Gekozen fragment.
════

De zorg en ondersteuning, waarvoor een pgb verkregen kan worden is geregeld via vier
verschillende wetten. Verschillende partijen zijn daarbij verantwoordelijk voor de
uitvoering. Omdat deze partijen binnen het huidige stelsel niet altijd ruimte hebben
om goed samen te werken, ervaren cliënten (waaronder budgethouders) soms het gevoel
van het kastje naar de muur te worden gestuurd. Dit signaal bereikt mij vanuit de
praktijk en vanuit uw Kamer, onder andere via een motie van de leden Werner en Sahla9.
Om ervoor te zorgen dat cliënten beter geholpen worden zet ik daarom in op het eenvoudiger
maken van de samenwerking over de domeinen heen. Op deze manier wil ik de verstrekkers
beter faciliteren en ondersteunen. Zo is inmiddels de Wet langdurige zorg (Wlz) aangepast,
waardoor zorgkantoren ook ondersteuning kunnen bieden aan cliënten die nog geen Wlz
indicatie hebben (maar waarbij een indicatie wel in het verschiet ligt). Ook ligt
het wetsvoorstel Domein overstijgende samenwerking (DOS) ter advisering bij de Raad
van State. Met dit wetsvoorstel krijgen zorgkantoren de mogelijkheid om, onder voorwaarden
te investeren in een ander domein. Met o.a. als doel om de samenwerking tussen de
verschillende domeinen te bevorderen. Dit is binnen het huidige stelsel een belangrijke
beweging om de dienstverlening richting budgethouders te verbeteren.

════

Takenlijst.
a – Bij welke instantie ligt het wetsvoorstel Domein overstijgende samenwerking volgens het fragment over het pgb ter advisering?
b – Schrijf het fragment over het pgb verder, te beginnen na de laatste zin.

Aangeleverde regels.
════

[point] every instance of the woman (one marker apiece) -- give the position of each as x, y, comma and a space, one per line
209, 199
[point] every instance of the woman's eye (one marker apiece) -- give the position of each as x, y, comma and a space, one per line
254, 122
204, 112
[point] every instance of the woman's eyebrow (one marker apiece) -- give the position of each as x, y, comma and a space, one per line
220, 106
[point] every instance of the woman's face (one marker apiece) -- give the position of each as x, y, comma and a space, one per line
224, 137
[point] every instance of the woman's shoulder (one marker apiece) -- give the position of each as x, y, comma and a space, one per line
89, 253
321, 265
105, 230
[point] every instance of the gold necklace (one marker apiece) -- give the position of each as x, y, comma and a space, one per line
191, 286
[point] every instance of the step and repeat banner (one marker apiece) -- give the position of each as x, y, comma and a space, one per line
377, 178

════

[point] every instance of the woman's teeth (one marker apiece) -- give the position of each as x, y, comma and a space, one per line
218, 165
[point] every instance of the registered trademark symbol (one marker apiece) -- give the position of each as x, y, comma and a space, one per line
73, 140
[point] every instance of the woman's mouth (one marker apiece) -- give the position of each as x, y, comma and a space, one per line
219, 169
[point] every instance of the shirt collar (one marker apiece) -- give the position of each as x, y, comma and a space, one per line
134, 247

════

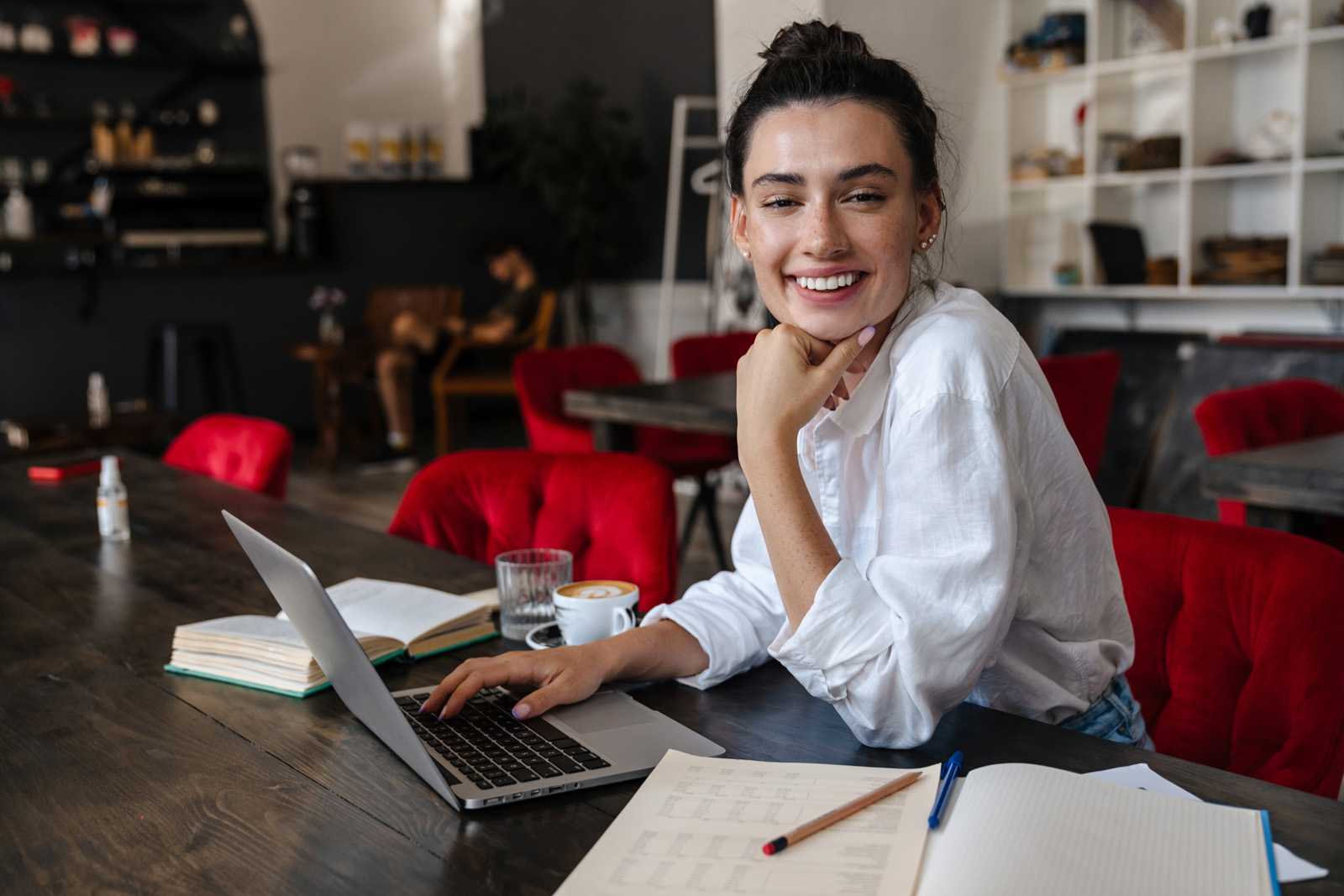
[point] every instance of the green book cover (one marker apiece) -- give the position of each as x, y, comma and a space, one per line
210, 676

════

Antwoorden.
a – Bij de Raad van State.

b –
Vooruitlopend op de invoering van de Wet DOS, heb ik ook een Specifieke uitkering
aan gemeenten ingeregeld. Via deze uitkering kunnen gemeenten een subsidie aanvragen
om vast te werken in de geest van het wetsvoorstel. Belangrijke voorwaarde voor uitkering
van een subsidie, is dat er een positieve businesscase aan ten grondslag ligt en meerdere
partijen (in ieder geval een zorgkantoor) betrokken zijn.
Thema informele zorg en hulp van naasten
Het definiëren van de vorm waarop zorg geleverd wordt blijkt lastig. Ik ontvang signalen
dat onduidelijk is wanneer er sprake is van formele zorg of informele zorg. Daarom
heb ik in de Kamerbrief van 23 december 2022 aangegeven dat ik heb afgesproken om
handreikingen voor gemeenten te ontwikkelen. Deze hebben als doel de gemeentelijke
toegang tot pgb-gefinancierde zorg te verbeteren:
• een handreiking ter beoordeling van de doelgroep voor het pgb;
• een handreiking die moet helpen bij de beoordeling van de inzet van informele zorg.
Handreiking doelgroep
Vooropgesteld vind ik het belangrijk dat gemeenten passende zorg inkopen. Op deze
manier komen burgers niet onnodig in het pgb terecht omdat het aanbod in natura niet
aansluit bij de zorgbehoefte. Gemeenten hebben daarnaast aangegeven dat het soms lastig
is een goede afweging te maken of het pgb het juiste instrument is in individuele
gevallen. Daarom heb ik samen met de VNG verkend, wat er extra nodig is bij gemeenten
om beter te beoordelen of iemand tot de pgb doelgroep behoort.
Uit deze verkenning blijkt dat geen extra materiaal nodig is. Niet in de laatste plaats
door het kader pgb-vaardigheid, waar uw Kamer eerder over is ingelicht10. Het blijkt echter dat veel gemeenten niet op de hoogte zijn van de beschikbare materialen.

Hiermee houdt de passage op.